### REQUIRED ACTION
From the entries below, copy out all lines holding "climber".

### SOURCE MATERIAL
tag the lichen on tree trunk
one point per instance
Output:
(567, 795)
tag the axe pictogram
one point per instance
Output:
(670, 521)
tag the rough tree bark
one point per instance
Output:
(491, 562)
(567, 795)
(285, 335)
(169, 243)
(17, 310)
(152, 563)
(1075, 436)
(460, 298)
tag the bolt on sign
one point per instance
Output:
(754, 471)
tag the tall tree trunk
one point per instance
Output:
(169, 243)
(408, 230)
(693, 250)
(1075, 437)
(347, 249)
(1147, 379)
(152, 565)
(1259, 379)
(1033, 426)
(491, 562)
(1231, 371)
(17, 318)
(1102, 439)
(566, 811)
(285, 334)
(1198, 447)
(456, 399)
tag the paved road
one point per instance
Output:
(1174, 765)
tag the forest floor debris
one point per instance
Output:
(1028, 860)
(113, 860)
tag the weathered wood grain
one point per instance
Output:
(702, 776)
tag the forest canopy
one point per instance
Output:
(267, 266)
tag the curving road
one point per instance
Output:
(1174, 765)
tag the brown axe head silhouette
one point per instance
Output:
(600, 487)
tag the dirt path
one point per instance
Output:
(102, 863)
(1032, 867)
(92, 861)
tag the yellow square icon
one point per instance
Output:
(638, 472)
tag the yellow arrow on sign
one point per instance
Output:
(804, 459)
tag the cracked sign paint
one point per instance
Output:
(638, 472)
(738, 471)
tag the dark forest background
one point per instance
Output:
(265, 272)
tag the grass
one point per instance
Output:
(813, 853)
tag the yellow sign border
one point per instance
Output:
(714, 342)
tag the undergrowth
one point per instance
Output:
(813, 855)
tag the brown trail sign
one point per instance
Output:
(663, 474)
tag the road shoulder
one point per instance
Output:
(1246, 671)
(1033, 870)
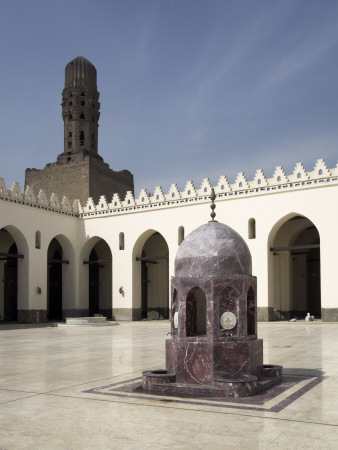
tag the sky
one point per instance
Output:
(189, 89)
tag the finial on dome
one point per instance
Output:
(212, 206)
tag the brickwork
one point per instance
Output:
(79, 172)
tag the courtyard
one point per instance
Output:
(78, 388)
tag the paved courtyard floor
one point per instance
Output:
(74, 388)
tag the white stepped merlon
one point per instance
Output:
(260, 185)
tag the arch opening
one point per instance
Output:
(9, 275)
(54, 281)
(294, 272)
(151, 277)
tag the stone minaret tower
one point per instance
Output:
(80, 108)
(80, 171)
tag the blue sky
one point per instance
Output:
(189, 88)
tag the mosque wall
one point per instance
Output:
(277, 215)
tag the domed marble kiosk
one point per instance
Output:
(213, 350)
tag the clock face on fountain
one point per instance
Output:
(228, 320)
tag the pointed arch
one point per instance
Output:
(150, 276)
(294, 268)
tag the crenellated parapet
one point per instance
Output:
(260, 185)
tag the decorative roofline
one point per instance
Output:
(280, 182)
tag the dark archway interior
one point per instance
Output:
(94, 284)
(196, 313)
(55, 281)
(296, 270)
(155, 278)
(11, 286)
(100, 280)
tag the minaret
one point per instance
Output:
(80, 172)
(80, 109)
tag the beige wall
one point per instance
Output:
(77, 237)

---

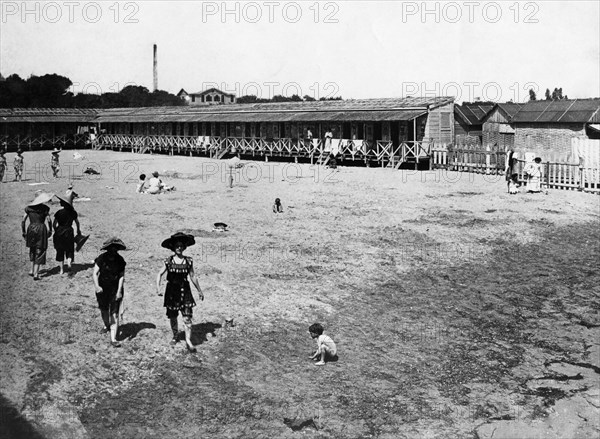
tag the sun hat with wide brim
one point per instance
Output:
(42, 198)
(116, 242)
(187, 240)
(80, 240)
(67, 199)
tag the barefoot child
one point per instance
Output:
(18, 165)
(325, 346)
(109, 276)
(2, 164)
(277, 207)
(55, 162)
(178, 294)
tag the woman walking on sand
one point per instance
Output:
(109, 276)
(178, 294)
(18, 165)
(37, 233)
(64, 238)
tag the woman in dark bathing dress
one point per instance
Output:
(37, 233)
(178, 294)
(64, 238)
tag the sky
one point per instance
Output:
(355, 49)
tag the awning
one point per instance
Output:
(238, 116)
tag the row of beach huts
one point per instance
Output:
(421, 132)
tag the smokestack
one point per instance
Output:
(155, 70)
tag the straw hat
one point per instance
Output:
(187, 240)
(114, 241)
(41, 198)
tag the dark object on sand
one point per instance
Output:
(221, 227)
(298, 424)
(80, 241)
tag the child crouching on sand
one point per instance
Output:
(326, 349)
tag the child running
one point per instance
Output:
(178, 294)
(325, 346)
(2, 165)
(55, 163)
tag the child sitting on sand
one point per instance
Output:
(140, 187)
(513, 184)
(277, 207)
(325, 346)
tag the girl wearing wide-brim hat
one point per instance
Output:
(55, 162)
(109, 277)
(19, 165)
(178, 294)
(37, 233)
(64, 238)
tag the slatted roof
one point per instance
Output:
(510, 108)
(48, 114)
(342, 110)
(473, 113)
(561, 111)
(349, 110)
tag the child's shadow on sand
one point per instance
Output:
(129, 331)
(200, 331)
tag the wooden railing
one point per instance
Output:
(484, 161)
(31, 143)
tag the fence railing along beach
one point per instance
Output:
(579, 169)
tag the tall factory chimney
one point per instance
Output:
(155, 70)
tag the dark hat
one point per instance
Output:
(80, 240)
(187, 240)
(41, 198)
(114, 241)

* * *

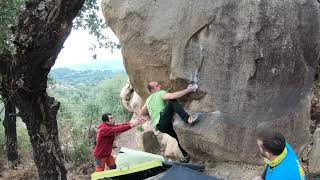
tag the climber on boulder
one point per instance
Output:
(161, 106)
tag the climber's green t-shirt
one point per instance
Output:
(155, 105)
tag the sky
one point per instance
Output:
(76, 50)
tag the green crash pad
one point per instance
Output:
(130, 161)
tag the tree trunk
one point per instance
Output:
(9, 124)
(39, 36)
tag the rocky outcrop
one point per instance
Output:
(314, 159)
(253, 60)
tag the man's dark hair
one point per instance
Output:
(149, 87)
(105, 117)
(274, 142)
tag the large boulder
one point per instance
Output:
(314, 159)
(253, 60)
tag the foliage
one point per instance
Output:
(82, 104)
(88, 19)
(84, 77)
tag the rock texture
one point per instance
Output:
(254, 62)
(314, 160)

### EXERCISE SOLUTION
tag the climber on boulder
tag the climber's green t-shirt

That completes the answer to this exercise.